AIM —
Lay out the lines as a JSON list of strings, one string per line with blank lines left out. Start at the line containing "For the scoring pass, find every instance of the paved" and run through the end of the entries below, both ends included.

TASK DATA —
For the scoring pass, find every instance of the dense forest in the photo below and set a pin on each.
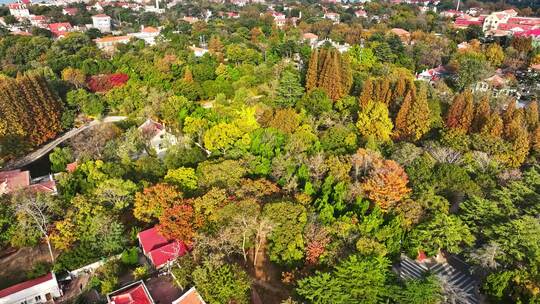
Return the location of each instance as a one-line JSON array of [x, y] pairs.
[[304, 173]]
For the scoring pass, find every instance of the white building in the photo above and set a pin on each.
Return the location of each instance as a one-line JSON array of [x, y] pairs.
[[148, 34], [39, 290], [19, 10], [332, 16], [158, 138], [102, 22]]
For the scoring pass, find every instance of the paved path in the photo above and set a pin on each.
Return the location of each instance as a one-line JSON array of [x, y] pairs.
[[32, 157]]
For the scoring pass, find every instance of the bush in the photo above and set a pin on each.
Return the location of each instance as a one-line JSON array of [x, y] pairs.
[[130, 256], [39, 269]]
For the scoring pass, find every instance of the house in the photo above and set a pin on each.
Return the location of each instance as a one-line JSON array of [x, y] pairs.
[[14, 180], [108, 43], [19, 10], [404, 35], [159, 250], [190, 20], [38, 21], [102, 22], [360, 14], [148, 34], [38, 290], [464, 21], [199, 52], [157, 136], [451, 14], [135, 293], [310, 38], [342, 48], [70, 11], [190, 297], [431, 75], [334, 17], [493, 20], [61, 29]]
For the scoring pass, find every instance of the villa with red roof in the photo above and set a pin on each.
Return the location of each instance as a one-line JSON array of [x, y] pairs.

OUTPUT OF THE EXERCISE —
[
  "For the scoring pass, find every instance of the paved path in the photo above and set a pin on each.",
  "Return the location of each instance as a one-line JSON array of [x, y] pairs.",
  "[[32, 157]]",
  "For the scoring pass, find every instance of the bush in the photo above and set a pin on each.",
  "Return the location of each instance as a one-line JSON array of [x, y] pairs.",
  "[[130, 256], [39, 269]]",
  "For the scoring pass, find every instance of the house in the photo above and set a pin on each.",
  "Return the location of each instance as a one-line JSON array of [x, y] pairs.",
  "[[14, 180], [108, 43], [19, 10], [404, 35], [159, 250], [190, 20], [38, 21], [102, 22], [360, 14], [148, 34], [38, 290], [464, 21], [199, 52], [157, 136], [451, 14], [135, 293], [310, 38], [342, 48], [70, 11], [190, 297], [431, 75], [334, 17], [493, 20], [61, 29]]",
  "For the scoring pass, find every instance of the villa with red roof in the photo above and set a pin on each.",
  "Return the location of each instance as a one-line JSON array of [x, y] pairs."
]